:: THE DATA ::
=-=-=
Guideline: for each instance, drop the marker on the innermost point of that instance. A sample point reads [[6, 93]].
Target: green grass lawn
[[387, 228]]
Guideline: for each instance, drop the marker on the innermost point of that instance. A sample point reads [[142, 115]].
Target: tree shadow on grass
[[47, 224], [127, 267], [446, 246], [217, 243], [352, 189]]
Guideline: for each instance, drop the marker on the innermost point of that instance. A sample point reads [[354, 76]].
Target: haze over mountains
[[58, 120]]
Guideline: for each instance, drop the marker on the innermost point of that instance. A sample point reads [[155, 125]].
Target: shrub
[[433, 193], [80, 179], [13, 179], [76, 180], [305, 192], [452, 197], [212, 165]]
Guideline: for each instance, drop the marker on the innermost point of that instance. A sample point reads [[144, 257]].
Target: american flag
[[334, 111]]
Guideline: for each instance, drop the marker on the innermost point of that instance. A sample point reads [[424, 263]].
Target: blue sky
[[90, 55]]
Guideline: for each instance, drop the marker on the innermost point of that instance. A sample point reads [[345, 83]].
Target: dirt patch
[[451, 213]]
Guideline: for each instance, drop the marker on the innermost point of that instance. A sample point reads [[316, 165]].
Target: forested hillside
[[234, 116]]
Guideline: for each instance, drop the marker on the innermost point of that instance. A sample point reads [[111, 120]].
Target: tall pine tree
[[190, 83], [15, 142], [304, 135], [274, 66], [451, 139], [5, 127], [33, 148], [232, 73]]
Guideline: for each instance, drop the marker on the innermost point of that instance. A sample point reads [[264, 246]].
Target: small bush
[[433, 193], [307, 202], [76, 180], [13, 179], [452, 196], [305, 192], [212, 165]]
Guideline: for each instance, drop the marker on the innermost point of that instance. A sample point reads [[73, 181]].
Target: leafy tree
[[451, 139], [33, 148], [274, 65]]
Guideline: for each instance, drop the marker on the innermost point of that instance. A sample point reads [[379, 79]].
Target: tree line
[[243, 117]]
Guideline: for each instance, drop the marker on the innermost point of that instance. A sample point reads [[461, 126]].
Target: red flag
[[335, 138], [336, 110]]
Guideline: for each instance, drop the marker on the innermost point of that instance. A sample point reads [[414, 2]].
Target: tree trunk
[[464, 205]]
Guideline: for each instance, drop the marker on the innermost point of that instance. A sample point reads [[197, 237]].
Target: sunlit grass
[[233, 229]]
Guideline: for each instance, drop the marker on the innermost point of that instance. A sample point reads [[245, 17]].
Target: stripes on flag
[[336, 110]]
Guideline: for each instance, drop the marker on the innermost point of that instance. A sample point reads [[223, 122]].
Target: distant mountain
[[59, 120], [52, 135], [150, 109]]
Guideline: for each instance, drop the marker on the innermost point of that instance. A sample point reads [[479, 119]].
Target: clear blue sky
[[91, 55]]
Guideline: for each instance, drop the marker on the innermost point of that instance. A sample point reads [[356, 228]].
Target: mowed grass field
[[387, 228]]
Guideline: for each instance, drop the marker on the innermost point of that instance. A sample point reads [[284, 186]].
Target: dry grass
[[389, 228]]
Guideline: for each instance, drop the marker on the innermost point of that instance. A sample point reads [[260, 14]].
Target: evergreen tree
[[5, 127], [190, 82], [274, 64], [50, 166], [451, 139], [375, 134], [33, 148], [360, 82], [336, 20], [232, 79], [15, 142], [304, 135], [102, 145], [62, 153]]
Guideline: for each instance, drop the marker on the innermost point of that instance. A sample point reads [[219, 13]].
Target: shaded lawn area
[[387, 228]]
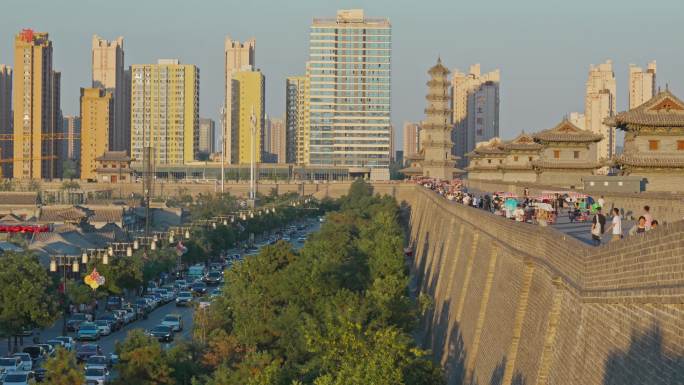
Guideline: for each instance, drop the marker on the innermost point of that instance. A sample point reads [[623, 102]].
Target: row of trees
[[335, 313]]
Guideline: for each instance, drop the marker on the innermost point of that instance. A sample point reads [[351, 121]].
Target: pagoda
[[435, 159], [654, 142]]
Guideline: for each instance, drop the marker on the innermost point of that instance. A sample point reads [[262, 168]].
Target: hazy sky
[[543, 47]]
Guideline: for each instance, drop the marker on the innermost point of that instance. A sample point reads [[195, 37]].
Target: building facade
[[207, 136], [72, 129], [475, 108], [236, 56], [248, 101], [34, 154], [599, 104], [109, 74], [411, 138], [297, 119], [349, 72], [165, 111], [97, 120], [435, 159], [6, 119], [654, 142], [275, 141], [642, 84]]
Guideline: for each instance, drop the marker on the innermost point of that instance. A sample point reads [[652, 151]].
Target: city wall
[[666, 207], [520, 304]]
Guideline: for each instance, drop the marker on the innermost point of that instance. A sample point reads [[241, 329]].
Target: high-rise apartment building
[[109, 74], [642, 84], [297, 119], [349, 72], [411, 138], [72, 130], [475, 108], [236, 56], [275, 141], [6, 118], [165, 111], [207, 136], [97, 120], [35, 117], [600, 103], [248, 103]]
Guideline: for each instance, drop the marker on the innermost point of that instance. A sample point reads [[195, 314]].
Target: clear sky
[[543, 47]]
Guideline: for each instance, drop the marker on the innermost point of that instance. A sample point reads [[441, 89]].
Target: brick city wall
[[666, 207], [519, 304]]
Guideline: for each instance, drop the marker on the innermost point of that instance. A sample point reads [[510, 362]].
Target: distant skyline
[[543, 48]]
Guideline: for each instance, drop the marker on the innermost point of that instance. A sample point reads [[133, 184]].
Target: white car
[[68, 342], [10, 364], [26, 361], [18, 378], [174, 321], [96, 376]]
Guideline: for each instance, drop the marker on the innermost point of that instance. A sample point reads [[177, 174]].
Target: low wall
[[666, 207], [520, 304]]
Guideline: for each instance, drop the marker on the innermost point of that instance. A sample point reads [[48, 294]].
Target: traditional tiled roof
[[663, 110], [565, 131], [564, 165], [660, 161], [522, 142], [10, 198]]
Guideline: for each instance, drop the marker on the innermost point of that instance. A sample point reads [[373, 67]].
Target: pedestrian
[[597, 226], [647, 216], [616, 225], [640, 226]]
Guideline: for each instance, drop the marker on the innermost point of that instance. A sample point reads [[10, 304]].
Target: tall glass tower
[[349, 72]]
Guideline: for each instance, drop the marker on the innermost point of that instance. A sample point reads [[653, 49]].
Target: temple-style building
[[654, 142], [435, 159], [521, 153], [568, 154], [485, 160]]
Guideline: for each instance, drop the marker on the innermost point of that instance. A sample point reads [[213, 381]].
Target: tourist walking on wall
[[597, 226], [616, 225]]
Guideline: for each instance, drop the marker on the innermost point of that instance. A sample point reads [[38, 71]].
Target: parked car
[[75, 320], [199, 288], [97, 362], [161, 333], [88, 331], [67, 341], [26, 361], [104, 327], [18, 378], [213, 278], [83, 352], [114, 303], [36, 352], [96, 376], [10, 364], [184, 298], [175, 321]]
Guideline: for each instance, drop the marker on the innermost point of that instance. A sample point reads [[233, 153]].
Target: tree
[[142, 361], [26, 294], [62, 369]]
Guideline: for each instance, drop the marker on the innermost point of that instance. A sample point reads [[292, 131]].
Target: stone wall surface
[[665, 206], [519, 304]]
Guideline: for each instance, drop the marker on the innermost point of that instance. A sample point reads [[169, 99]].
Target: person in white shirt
[[616, 225]]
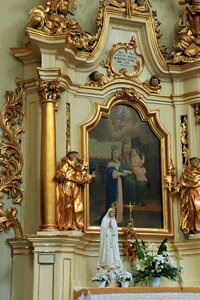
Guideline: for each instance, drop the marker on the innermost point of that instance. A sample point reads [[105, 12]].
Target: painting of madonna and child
[[125, 153]]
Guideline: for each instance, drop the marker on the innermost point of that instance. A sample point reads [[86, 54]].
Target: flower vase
[[154, 282], [100, 284], [125, 284]]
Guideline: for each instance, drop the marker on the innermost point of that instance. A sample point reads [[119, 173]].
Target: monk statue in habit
[[188, 189], [72, 174]]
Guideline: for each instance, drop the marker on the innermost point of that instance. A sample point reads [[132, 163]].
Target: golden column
[[49, 91]]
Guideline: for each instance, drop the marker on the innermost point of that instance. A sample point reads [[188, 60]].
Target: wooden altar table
[[116, 293]]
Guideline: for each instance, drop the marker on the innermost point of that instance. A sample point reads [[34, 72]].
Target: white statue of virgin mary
[[109, 258]]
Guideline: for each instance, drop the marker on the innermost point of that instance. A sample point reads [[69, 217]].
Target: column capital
[[49, 74]]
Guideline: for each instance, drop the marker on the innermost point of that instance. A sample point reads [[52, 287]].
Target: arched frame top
[[126, 118]]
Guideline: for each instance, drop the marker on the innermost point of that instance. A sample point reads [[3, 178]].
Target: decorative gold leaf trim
[[11, 159], [8, 219], [51, 18], [184, 139], [137, 69], [197, 113]]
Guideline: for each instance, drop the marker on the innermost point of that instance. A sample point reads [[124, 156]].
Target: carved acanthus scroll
[[11, 159]]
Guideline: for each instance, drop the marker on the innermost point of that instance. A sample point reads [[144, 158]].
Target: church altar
[[164, 293]]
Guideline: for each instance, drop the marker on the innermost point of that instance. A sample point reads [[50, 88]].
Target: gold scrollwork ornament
[[11, 159]]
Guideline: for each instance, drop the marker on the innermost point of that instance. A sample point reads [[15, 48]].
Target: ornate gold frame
[[133, 99], [130, 47]]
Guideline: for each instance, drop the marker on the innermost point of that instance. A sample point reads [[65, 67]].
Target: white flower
[[100, 276], [124, 276]]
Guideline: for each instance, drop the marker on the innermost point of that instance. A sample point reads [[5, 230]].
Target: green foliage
[[153, 262]]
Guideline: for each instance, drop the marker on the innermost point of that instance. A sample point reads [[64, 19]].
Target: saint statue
[[188, 189], [72, 174], [109, 257]]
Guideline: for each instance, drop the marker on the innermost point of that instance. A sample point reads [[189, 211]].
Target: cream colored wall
[[13, 20]]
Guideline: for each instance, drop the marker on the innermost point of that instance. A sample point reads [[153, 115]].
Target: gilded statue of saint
[[188, 189], [72, 174]]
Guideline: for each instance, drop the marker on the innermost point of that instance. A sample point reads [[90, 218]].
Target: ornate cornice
[[49, 91]]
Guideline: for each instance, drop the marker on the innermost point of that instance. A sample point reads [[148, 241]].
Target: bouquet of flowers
[[153, 262], [99, 277], [124, 276]]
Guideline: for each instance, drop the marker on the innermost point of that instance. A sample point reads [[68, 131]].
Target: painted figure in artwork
[[188, 189], [72, 174], [129, 182], [115, 173]]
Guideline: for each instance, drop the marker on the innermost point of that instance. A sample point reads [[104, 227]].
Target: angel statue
[[188, 189], [72, 174]]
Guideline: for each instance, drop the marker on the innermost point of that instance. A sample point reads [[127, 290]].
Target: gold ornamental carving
[[49, 91], [11, 158], [187, 47], [8, 219], [187, 189], [71, 176], [52, 19], [152, 85], [197, 113], [124, 61], [184, 140], [129, 93], [141, 6]]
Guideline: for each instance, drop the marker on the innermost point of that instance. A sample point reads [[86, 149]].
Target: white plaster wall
[[13, 19], [12, 22]]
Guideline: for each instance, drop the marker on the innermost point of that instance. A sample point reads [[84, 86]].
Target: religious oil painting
[[125, 150]]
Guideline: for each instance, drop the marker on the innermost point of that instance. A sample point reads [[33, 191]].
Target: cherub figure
[[153, 85]]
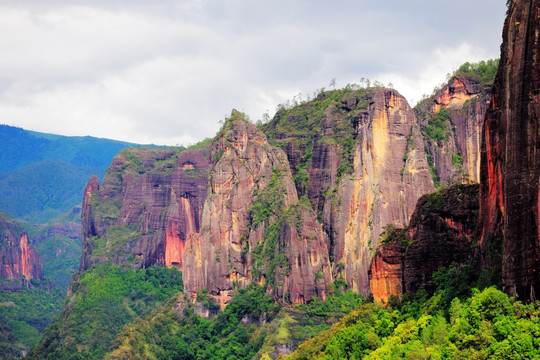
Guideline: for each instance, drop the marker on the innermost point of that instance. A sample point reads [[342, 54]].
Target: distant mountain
[[42, 175]]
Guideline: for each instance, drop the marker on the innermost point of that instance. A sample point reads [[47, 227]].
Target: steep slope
[[19, 260], [42, 175], [440, 233], [28, 300], [144, 209], [359, 158], [253, 226], [510, 170], [451, 122]]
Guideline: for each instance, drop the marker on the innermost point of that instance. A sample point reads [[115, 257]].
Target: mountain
[[441, 232], [20, 260], [28, 299], [451, 122], [42, 175], [458, 321], [225, 249], [510, 157]]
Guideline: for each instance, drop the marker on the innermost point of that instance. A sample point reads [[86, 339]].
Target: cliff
[[144, 209], [510, 155], [19, 260], [440, 233], [358, 156], [451, 121], [254, 229]]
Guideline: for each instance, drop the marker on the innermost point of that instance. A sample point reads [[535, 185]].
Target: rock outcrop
[[441, 232], [253, 227], [359, 157], [145, 208], [510, 164], [19, 261], [451, 123]]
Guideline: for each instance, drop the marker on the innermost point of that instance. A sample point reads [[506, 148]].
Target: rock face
[[145, 208], [441, 232], [253, 227], [358, 156], [451, 123], [510, 169], [18, 259]]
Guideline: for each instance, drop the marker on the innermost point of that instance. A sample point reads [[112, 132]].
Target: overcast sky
[[166, 72]]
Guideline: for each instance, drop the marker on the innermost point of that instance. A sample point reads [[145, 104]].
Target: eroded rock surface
[[441, 233], [510, 168]]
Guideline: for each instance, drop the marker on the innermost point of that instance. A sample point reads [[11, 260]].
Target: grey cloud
[[168, 71]]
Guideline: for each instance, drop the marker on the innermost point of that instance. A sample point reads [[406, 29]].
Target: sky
[[168, 72]]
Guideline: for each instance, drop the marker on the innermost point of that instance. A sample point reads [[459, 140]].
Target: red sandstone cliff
[[18, 259], [441, 232], [457, 112], [510, 164], [253, 228], [145, 208], [359, 157]]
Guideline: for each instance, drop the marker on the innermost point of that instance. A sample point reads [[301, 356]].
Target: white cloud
[[169, 71]]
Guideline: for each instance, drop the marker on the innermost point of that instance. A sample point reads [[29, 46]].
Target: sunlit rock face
[[253, 228], [460, 107], [145, 208], [18, 259], [441, 233], [510, 164], [366, 166]]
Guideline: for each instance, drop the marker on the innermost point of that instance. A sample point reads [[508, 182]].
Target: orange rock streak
[[174, 247]]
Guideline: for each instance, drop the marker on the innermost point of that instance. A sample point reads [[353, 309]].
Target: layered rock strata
[[145, 208], [510, 164], [253, 227], [441, 233], [19, 260], [452, 125]]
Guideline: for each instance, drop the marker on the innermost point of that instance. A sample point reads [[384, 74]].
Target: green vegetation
[[393, 234], [25, 313], [251, 326], [457, 160], [269, 208], [306, 124], [42, 176], [104, 300], [438, 126], [482, 72], [61, 257], [457, 322]]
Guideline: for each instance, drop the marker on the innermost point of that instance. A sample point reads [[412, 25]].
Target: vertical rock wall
[[510, 168], [253, 228]]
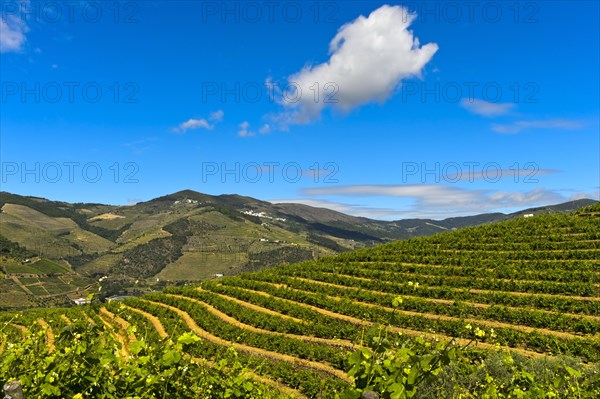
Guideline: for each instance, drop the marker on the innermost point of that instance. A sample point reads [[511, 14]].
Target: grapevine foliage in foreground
[[396, 368], [85, 365]]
=-=-=
:: TO DO ::
Print, unchanged, the lines of the material from the line with "reads [[65, 67]]." to the line with "93], [141, 6]]", including both of those lines.

:: RESULT ::
Guideline: for each instance, drop the marker on the innermost point of that instance. A sample point reads [[65, 67]].
Target: white flower
[[100, 276], [124, 276]]
Guideline: for each instance, drop the marker on the innermost point of that instance. A sample point reads [[5, 230]].
Target: green foliage
[[153, 262]]
Guideline: for each instance, drop the marker on the innermost point of that instance. A sample point reads [[64, 19]].
Target: saint statue
[[188, 189], [72, 174], [109, 257]]
Guideline: for each instance, drop the marker on the innermost point of that instance. A sample point reads [[189, 211]].
Target: cream colored wall
[[13, 20]]
Guideline: for each instance, drop the marker on the innermost point of that instance. A sample point reads [[153, 115]].
Target: gilded statue of saint
[[188, 189], [72, 174]]
Guideline: for each instance, drop the marker on the innermost point of that instance. A sample point reads [[90, 218]].
Target: ornate cornice
[[49, 91]]
Guideline: for each instance, drop the marker on the innermost point of that instance. A sample point reads [[148, 241]].
Target: bouquet of flowers
[[153, 262], [99, 277], [124, 276]]
Guideline: for each instance, drop the marker on the innermost point of that instance. A sample point reads [[68, 131]].
Target: painted figure in artwork
[[188, 189], [72, 174], [129, 182], [115, 173]]
Guideline: for each instance, drop the marker on the innermost point of that instance. A sample point reads [[104, 227]].
Target: angel statue
[[188, 189], [72, 174]]
Guideline: for each instance, drop the marker on the innermost point of that instance. A sample point reads [[127, 290]].
Target: gold ornamental carving
[[49, 91], [11, 158], [187, 47], [8, 219], [187, 189], [71, 176], [52, 19], [152, 85], [197, 113], [124, 61], [184, 140], [129, 93], [141, 6]]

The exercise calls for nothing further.